### Tugas:
Tolong hitung berapa baris dalam catatan di bawah yang memuat string "Target". Tuliskan angkanya saja.

(Entri kontur berlabel)
━━━━━━━━━━━━━━━━━━━━━━━━━━━━━━

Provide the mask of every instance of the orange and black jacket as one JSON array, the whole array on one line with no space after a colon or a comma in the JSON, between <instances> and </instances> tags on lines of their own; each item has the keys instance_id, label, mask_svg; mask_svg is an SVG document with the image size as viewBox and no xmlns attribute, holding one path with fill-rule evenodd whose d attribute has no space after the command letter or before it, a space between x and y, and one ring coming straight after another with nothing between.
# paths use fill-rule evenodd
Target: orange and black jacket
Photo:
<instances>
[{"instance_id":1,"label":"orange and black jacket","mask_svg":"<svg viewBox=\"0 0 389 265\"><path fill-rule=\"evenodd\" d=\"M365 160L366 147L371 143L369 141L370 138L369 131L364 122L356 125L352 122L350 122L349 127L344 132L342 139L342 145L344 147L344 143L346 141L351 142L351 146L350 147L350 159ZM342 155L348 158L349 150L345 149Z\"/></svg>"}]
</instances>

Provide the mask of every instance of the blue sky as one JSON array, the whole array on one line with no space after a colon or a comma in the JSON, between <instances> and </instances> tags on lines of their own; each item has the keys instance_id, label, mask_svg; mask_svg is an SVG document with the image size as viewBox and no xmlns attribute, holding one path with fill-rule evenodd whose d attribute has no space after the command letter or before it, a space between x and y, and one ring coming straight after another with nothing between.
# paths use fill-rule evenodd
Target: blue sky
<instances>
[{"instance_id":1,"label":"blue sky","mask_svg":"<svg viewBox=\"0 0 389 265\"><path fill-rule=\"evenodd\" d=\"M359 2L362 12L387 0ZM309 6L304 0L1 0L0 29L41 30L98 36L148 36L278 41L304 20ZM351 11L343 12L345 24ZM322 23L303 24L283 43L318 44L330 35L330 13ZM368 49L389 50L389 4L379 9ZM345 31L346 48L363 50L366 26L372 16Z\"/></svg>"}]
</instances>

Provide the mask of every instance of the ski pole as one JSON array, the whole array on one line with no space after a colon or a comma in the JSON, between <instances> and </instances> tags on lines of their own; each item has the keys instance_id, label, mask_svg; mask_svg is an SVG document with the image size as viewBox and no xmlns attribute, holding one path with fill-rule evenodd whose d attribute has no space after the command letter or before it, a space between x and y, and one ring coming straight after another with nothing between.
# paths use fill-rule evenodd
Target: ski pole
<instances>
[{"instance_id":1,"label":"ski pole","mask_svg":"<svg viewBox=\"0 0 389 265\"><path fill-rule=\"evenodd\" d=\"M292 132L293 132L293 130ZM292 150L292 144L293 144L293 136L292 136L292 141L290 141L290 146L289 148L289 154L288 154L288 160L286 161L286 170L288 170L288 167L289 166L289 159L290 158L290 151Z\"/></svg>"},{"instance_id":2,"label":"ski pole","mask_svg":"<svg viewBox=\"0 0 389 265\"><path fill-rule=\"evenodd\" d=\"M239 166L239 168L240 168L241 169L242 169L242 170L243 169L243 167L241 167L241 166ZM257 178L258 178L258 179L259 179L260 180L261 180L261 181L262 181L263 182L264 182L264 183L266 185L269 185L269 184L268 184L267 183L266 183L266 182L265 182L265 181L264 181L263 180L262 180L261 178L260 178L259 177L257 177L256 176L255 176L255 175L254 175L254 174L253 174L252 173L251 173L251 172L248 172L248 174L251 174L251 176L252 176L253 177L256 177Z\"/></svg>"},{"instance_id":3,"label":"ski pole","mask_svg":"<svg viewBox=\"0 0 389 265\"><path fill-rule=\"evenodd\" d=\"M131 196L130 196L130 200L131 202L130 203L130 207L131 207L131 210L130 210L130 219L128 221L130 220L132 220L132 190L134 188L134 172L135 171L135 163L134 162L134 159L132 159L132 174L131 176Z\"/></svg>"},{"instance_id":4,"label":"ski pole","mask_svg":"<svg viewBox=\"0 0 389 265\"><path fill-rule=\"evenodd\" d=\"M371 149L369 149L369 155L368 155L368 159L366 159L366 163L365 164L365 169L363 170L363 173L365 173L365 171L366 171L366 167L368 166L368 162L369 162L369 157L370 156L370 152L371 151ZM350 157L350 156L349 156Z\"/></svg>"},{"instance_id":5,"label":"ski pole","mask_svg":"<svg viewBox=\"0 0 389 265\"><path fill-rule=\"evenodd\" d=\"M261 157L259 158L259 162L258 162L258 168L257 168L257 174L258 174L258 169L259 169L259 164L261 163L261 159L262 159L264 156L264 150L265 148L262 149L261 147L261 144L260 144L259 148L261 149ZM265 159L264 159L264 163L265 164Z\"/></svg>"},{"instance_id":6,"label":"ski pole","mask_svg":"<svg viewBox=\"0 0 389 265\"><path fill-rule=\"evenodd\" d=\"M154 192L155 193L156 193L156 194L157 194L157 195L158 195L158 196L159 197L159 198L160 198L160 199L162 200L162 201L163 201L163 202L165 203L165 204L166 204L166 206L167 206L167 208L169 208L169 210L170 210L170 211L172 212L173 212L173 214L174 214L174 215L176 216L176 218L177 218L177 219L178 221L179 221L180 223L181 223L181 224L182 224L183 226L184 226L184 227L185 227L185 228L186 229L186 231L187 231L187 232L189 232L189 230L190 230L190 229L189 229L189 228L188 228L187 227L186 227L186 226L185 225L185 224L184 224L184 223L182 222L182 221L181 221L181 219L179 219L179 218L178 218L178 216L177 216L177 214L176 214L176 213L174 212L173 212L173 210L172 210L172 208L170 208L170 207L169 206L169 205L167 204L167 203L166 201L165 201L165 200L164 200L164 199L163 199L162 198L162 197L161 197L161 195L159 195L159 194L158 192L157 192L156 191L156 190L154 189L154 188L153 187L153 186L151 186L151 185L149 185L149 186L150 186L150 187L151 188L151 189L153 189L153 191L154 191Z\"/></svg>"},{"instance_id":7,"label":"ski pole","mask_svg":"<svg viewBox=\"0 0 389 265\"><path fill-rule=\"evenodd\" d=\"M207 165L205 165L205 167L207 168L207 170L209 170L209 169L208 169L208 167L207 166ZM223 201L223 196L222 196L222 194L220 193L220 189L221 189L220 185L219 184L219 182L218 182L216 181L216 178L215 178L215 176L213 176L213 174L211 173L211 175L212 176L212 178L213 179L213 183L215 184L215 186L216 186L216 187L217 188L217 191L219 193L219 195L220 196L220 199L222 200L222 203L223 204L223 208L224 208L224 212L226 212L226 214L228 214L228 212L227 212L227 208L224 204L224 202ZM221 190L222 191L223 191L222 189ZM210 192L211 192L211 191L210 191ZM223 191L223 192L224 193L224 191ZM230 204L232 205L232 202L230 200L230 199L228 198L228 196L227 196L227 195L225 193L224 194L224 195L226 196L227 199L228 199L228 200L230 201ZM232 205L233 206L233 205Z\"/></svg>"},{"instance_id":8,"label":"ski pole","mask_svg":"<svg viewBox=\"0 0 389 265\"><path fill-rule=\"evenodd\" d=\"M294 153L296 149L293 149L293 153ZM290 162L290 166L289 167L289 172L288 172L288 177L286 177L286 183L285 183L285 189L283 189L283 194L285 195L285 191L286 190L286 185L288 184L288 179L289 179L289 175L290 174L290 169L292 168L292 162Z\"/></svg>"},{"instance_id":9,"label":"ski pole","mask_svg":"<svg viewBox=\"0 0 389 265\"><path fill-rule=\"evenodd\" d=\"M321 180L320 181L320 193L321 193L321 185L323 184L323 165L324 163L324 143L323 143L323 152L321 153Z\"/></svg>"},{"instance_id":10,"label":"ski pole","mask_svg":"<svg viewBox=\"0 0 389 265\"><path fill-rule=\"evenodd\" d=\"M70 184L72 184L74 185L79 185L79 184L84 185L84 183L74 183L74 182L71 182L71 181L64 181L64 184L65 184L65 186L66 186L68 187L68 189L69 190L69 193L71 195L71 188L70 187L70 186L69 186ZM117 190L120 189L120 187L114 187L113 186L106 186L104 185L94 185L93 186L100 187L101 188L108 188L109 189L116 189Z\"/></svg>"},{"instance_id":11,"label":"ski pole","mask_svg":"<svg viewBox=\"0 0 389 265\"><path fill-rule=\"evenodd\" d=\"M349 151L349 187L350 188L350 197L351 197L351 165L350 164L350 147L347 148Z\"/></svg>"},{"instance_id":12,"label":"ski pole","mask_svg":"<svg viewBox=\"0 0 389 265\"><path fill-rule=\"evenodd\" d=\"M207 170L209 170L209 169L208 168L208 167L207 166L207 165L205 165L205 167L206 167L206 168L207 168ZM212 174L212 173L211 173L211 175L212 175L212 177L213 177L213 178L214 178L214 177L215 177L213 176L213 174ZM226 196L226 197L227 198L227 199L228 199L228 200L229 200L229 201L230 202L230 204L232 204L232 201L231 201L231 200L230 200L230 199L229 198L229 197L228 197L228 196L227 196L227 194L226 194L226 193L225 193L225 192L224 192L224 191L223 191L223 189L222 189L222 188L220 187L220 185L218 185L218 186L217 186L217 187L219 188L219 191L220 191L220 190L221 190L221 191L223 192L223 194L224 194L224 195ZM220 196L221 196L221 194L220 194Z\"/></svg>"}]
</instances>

━━━━━━━━━━━━━━━━━━━━━━━━━━━━━━

### Hasil Tugas:
3